*** Opening of Supplied records ***

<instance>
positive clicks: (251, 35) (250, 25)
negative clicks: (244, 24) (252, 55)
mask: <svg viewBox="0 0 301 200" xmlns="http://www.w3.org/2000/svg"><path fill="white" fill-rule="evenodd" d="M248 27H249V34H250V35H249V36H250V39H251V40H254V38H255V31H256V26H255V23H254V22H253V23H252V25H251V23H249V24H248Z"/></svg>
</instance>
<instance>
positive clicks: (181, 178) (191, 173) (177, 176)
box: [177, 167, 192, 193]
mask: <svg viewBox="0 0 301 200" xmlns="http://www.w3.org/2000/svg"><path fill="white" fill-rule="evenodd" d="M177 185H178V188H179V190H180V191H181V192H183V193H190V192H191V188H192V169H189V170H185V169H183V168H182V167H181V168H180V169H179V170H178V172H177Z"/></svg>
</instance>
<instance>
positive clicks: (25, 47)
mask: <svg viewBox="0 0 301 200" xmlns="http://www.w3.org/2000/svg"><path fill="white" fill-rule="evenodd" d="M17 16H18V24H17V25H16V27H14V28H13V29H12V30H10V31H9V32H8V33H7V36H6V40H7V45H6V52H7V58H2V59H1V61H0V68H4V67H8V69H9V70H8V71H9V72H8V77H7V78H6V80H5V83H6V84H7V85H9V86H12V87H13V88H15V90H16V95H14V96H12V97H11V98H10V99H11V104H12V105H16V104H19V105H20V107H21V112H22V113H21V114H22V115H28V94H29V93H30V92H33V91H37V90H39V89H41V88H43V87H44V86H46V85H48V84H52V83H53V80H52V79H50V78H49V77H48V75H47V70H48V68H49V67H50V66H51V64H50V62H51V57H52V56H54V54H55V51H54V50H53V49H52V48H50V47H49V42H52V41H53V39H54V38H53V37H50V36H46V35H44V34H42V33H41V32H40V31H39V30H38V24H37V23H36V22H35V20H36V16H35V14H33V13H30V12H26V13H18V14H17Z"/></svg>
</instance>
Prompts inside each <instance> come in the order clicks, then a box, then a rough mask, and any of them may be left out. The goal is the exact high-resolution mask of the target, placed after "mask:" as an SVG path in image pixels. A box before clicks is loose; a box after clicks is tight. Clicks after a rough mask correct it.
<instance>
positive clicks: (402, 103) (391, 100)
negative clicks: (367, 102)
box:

*** Close of Supplied records ***

_Instructions for the task_. Give the entries again, every one of them exactly.

_Solution to this problem_.
<instance>
positive clicks: (251, 35) (250, 25)
negative clicks: (244, 24) (252, 55)
mask: <svg viewBox="0 0 301 200" xmlns="http://www.w3.org/2000/svg"><path fill="white" fill-rule="evenodd" d="M248 27H249V34H250V35H249V36H250V39H251V40H254V38H255V31H256V26H255V23H254V22H253V23H252V25H251V23H249V24H248Z"/></svg>
</instance>
<instance>
positive clicks: (181, 178) (191, 173) (177, 176)
box: [177, 167, 192, 193]
mask: <svg viewBox="0 0 301 200" xmlns="http://www.w3.org/2000/svg"><path fill="white" fill-rule="evenodd" d="M177 185H178V188H179V190H180V191H181V192H183V193H190V192H191V188H192V169H189V170H185V169H183V168H182V167H181V168H180V169H179V170H178V172H177Z"/></svg>
</instance>
<instance>
positive clicks: (25, 47)
mask: <svg viewBox="0 0 301 200" xmlns="http://www.w3.org/2000/svg"><path fill="white" fill-rule="evenodd" d="M17 16H18V24H17V25H16V27H14V28H13V29H12V30H10V31H9V32H8V33H7V36H6V40H7V45H6V52H7V58H2V59H1V61H0V68H4V67H8V69H9V70H8V71H9V72H8V77H7V78H6V80H5V83H6V84H7V85H9V86H12V87H13V88H15V90H16V95H14V96H12V97H11V98H10V99H11V104H12V105H16V104H19V105H20V107H21V112H22V113H21V114H22V115H28V94H29V93H30V92H33V91H37V90H39V89H41V88H43V87H44V86H46V85H48V84H52V83H53V80H52V79H50V78H49V77H48V75H47V70H48V68H49V67H50V66H51V64H50V62H51V57H52V56H54V54H55V51H54V50H53V49H52V48H50V47H49V42H52V41H53V39H54V38H53V37H50V36H46V35H44V34H42V33H41V32H40V31H39V30H38V24H37V23H36V22H35V20H36V16H35V14H33V13H30V12H26V13H18V14H17Z"/></svg>
</instance>
Prompts inside each <instance> come in the order clicks, then a box, then a rough mask, and any of them may be left out. The goal is the exact high-resolution mask of the target, placed after "mask:" as an SVG path in image pixels. A box before clicks is loose; a box after clicks is tight. Clicks after a rough mask correct it.
<instance>
positive clicks: (402, 103) (391, 100)
negative clicks: (367, 102)
box:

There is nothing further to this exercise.